----- Passage for review
Oldest primate-Archicebus achilles
Oldest primate-Archicebus achilles
Chinese Academy of Sciences shows a reconstruction of Archicebus achilles in its natural habitat of trees. One of our earliest primate relatives was a hyperactive wide-eyed creature so small you could fit a few of them in your hand, if they would just stay still long enough, new fossil evidence shows.
An international team of researchers has announced the discovery of the world’s oldest known fossil primate skeleton, an animal that lived about 55 million years ago and was even smaller than today’s smallest primate, the pygmy mouse lemur. The new specimen, named Archicebus achilles, was unearthed from an ancient lake bed in central China’s Hubei Province, near the course of the modern Yangtze River. In addition to being the oldest known example of an early primate skeleton, this almost complete new fossil is crucial for illuminating a pivotal event in primate and human evolution: the divergence between the lineage leading to modern monkeys, apes, and humans (collectively known as anthropoids) and the branch leading to living tarsiers small, nocturnal tree-dwelling primates. The discovery, described today in the journal Nature, also provides evidence that the earliest primates were active during the day, climbed trees, and primarily ate insects.
“Archicebus marks the first time that we have a reasonably complete picture of a primate close to the divergence between tarsiers and anthropoids,” said lead researcher Xijun Ni, a scientist at the Institute of Vertebrate Paleontology and Paleoanthropology at the Chinese Academy of Sciences in Beijing and a research associate at the American Museum of Natural History. “It represents a big step forward in our efforts to chart the course of the earliest phases of primate and human evolution.”
The fossil was recovered from sedimentary rock strata that were deposited in an ancient lake roughly 55 million years ago, a time of global greenhouse conditions, when much of the world was shrouded in tropical rainforests and palm trees grew as far north as Alaska. Like most other fossils recovered from ancient lake strata, the skeleton of was found by splitting apart the thin layers of rock containing the fossil. As a result, the skeleton is now preserved in two complementary pieces, each of which contains elements of the actual skeleton as well as impressions of bones from the other side.
----------
----- Raw data
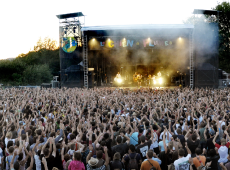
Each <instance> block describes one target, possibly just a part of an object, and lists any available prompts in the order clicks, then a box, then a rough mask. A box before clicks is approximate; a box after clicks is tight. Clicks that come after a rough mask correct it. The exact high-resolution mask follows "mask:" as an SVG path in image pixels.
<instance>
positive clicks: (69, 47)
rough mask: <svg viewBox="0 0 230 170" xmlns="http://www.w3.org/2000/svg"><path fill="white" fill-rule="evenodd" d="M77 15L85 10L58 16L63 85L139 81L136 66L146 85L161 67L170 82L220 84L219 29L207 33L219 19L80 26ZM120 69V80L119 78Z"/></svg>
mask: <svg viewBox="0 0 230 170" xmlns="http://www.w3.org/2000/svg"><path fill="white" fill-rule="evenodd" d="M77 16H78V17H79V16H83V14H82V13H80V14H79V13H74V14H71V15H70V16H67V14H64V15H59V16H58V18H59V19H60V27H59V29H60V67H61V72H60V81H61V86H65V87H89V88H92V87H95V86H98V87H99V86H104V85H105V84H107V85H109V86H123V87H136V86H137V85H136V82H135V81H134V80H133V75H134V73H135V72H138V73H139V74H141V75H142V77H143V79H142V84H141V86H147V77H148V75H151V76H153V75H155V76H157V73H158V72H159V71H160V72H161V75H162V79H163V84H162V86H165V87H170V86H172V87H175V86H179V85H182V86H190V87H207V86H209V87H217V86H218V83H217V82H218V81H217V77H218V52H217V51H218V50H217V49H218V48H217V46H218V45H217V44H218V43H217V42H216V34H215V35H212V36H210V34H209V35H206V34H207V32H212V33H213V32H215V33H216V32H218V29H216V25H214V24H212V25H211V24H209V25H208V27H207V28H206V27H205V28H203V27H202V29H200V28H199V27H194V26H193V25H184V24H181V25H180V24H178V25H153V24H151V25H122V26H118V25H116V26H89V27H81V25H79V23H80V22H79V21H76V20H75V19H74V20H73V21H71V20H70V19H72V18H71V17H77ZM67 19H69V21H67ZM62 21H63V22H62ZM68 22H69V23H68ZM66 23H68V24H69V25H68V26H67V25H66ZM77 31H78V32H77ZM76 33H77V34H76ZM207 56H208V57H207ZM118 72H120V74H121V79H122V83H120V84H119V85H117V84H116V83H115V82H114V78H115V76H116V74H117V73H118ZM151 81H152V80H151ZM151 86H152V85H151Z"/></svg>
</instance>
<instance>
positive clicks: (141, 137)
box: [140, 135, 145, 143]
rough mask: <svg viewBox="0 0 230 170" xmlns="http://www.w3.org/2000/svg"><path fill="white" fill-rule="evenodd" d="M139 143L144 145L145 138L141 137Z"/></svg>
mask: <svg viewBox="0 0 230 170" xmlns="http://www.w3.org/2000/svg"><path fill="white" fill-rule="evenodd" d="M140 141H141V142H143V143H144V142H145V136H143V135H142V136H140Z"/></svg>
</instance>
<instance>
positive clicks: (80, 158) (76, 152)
----------
- _Work to complete_
1. Do these statements agree with the passage on Archicebus achilles? Answer yes or no for each, and quote the words from the passage that decide it.
(a) Archicebus achilles was larger than the pygmy mouse lemur.
(b) The fossil was found in Hubei Province.
(c) The earliest primates were active mainly at night.
2. Answer these questions from the passage on Archicebus achilles, one per line.
(a) In which journal was the discovery described?
(b) At which museum is Xijun Ni a research associate?
(c) How far north did palm trees grow at the time the fossil's rock layers were deposited?
3. Retype the part of the passage on Archicebus achilles starting at "The fossil was" and ending at "the other side.".

- _Answers to the exercises_
1.
(a) No: "was even smaller than today’s smallest primate, the pygmy mouse lemur"
(b) Yes: "unearthed from an ancient lake bed in central China’s Hubei Province"
(c) No: "the earliest primates were active during the day"

2.
(a) Nature
(b) The American Museum of Natural History
(c) As far north as Alaska

3.
The fossil was recovered from sedimentary rock strata that were deposited in an ancient lake roughly 55 million years ago, a time of global greenhouse conditions, when much of the world was shrouded in tropical rainforests and palm trees grew as far north as Alaska. Like most other fossils recovered from ancient lake strata, the skeleton of was found by splitting apart the thin layers of rock containing the fossil. As a result, the skeleton is now preserved in two complementary pieces, each of which contains elements of the actual skeleton as well as impressions of bones from the other side.